**RECORD SET**.
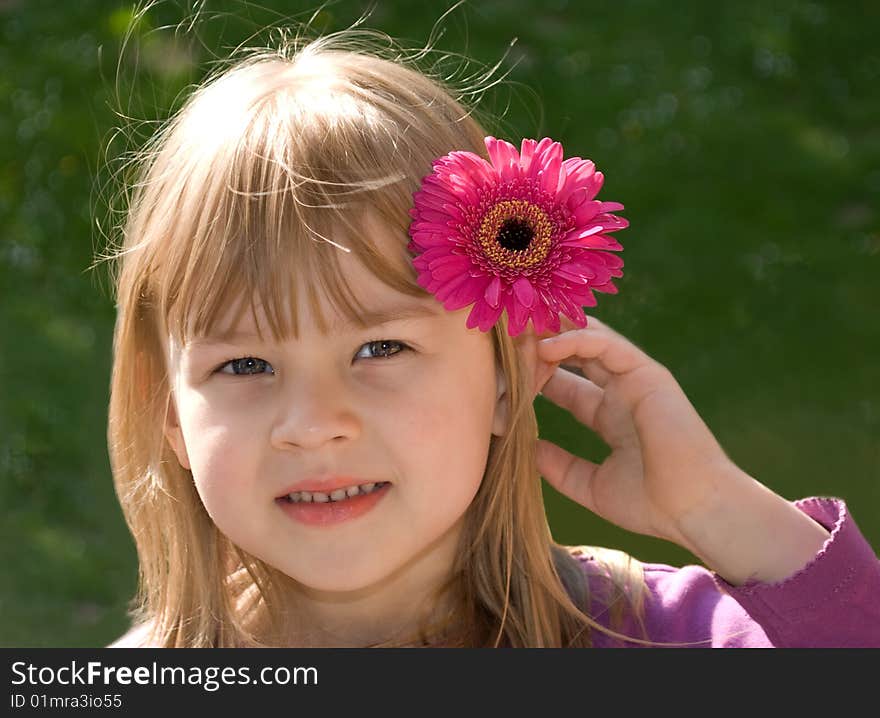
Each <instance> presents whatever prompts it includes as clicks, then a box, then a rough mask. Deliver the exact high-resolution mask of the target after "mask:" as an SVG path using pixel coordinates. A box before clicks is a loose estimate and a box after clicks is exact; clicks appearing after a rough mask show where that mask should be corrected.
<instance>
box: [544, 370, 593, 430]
mask: <svg viewBox="0 0 880 718" xmlns="http://www.w3.org/2000/svg"><path fill="white" fill-rule="evenodd" d="M541 396H543V397H546V398H547V399H549V400H550V401H552V402H553V403H554V404H556V405H557V406H560V407H562V408H563V409H566V410H567V411H570V412H571V414H572V416H574V418H575V419H577V420H578V421H580V422H581V423H582V424H586V425H587V426H589V427H590V428H591V429H594V430H595V429H596V425H595V422H596V411H597V410H598V408H599V405H600V404H601V403H602V401H603V399H604V398H605V392H604V391H602V389H601V388H599V387H598V386H596V385H595V384H594V383H593V382H592V381H590V380H589V379H585V378H583V377H581V376H578V375H576V374H574V373H572V372H570V371H566V370H565V369H562V368H557V369H556V371H555V372H554V373H553V376H551V377H550V380H549V381H548V382H547V383H546V384H545V385H544V388H543V389H541Z"/></svg>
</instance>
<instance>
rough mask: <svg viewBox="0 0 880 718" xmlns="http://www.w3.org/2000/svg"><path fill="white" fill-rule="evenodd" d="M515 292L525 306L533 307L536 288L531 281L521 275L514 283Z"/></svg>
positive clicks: (524, 306) (516, 296)
mask: <svg viewBox="0 0 880 718" xmlns="http://www.w3.org/2000/svg"><path fill="white" fill-rule="evenodd" d="M513 292H514V294H516V298H517V300H518V301H519V302H520V304H522V305H523V306H524V307H527V308H529V309H531V307H532V304H533V303H534V301H535V290H534V288H533V287H532V284H531V282H529V280H528V279H526V278H525V277H520V278H519V279H517V280H516V281H515V282H514V283H513Z"/></svg>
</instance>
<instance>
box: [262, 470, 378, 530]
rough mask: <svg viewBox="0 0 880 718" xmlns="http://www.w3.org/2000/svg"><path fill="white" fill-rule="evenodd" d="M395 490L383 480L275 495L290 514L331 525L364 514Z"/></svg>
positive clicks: (275, 500)
mask: <svg viewBox="0 0 880 718" xmlns="http://www.w3.org/2000/svg"><path fill="white" fill-rule="evenodd" d="M390 490H391V483H390V482H388V481H380V482H378V483H375V484H362V485H360V486H353V487H350V488H348V489H337V490H336V491H333V492H332V493H330V494H325V493H322V492H319V491H315V492H312V491H297V492H295V493H292V494H287V495H286V496H281V497H279V498H277V499H275V503H276V504H278V506H279V507H280V508H281V510H282V511H284V513H285V514H287V515H288V516H289V517H290V518H292V519H294V520H295V521H298V522H300V523H303V524H307V525H309V526H331V525H335V524H339V523H342V522H344V521H348V520H350V519H355V518H357V517H359V516H363V515H364V514H365V513H367V512H368V511H370V509H372V508H373V507H374V506H376V505H377V504H378V503H379V502H380V501H381V500H382V499H383V498H384V497H385V495H386V494H387V493H388V492H389V491H390Z"/></svg>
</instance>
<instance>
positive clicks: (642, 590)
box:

**TO DO**.
Instructions for the listing above: set down every entry exactly and drop any image.

**ANSWER**.
Each <instance> presents whatever prompts it includes as clicks, then a box, then a rough mask. Deliver the exact high-resolution mask of the target after "mask:" as an SVG path using pixel coordinates. A box before clicks is a loose estimate and a box after clicks is exact; clicks appearing after a rough mask show where that mask should be corrected.
<instance>
box: [544, 370, 593, 430]
mask: <svg viewBox="0 0 880 718" xmlns="http://www.w3.org/2000/svg"><path fill="white" fill-rule="evenodd" d="M541 396H543V397H546V398H547V399H549V400H550V401H552V402H553V403H554V404H556V405H557V406H560V407H562V408H563V409H566V410H567V411H570V412H571V414H572V416H574V418H575V419H577V420H578V421H580V422H581V423H582V424H586V425H587V426H589V427H590V428H591V429H594V430H595V429H596V425H595V422H596V411H597V410H598V408H599V405H600V404H601V403H602V401H603V399H604V398H605V392H604V391H602V389H601V388H599V387H598V386H596V385H595V384H594V383H593V382H592V381H590V380H589V379H585V378H583V377H581V376H578V375H576V374H574V373H572V372H570V371H566V370H565V369H562V368H557V369H556V371H555V372H554V373H553V376H551V377H550V380H549V381H548V382H547V383H546V384H545V385H544V388H543V389H541Z"/></svg>
</instance>
<instance>
rough mask: <svg viewBox="0 0 880 718" xmlns="http://www.w3.org/2000/svg"><path fill="white" fill-rule="evenodd" d="M515 292L525 306L533 307L536 288L531 281L521 275L514 283Z"/></svg>
positive clicks: (524, 306) (516, 296)
mask: <svg viewBox="0 0 880 718" xmlns="http://www.w3.org/2000/svg"><path fill="white" fill-rule="evenodd" d="M513 292H514V294H516V298H517V300H518V301H519V302H520V304H522V305H523V306H524V307H527V308H529V309H531V307H532V304H533V303H534V301H535V290H534V288H533V287H532V284H531V282H529V280H528V279H526V278H525V277H520V278H519V279H517V280H516V281H515V282H514V283H513Z"/></svg>
</instance>
<instance>
box: [262, 470, 378, 530]
rough mask: <svg viewBox="0 0 880 718" xmlns="http://www.w3.org/2000/svg"><path fill="white" fill-rule="evenodd" d="M395 490L383 480L275 495L290 514L331 525L364 514Z"/></svg>
positive clicks: (275, 500)
mask: <svg viewBox="0 0 880 718" xmlns="http://www.w3.org/2000/svg"><path fill="white" fill-rule="evenodd" d="M390 490H391V483H390V482H388V481H380V482H378V483H375V484H362V485H360V486H353V487H350V488H348V489H337V490H336V491H333V492H332V493H330V494H325V493H322V492H319V491H315V492H312V491H297V492H295V493H292V494H287V495H286V496H281V497H279V498H277V499H275V503H276V504H278V506H279V507H280V508H281V510H282V511H284V513H285V514H287V515H288V516H289V517H290V518H292V519H294V520H295V521H298V522H300V523H303V524H307V525H309V526H331V525H335V524H339V523H342V522H344V521H348V520H350V519H355V518H357V517H359V516H363V515H364V514H365V513H367V512H368V511H370V509H372V508H373V507H374V506H376V505H377V504H378V503H379V502H380V501H381V500H382V499H383V498H384V497H385V495H386V494H387V493H388V492H389V491H390Z"/></svg>
</instance>
<instance>
positive clicks: (642, 590)
box:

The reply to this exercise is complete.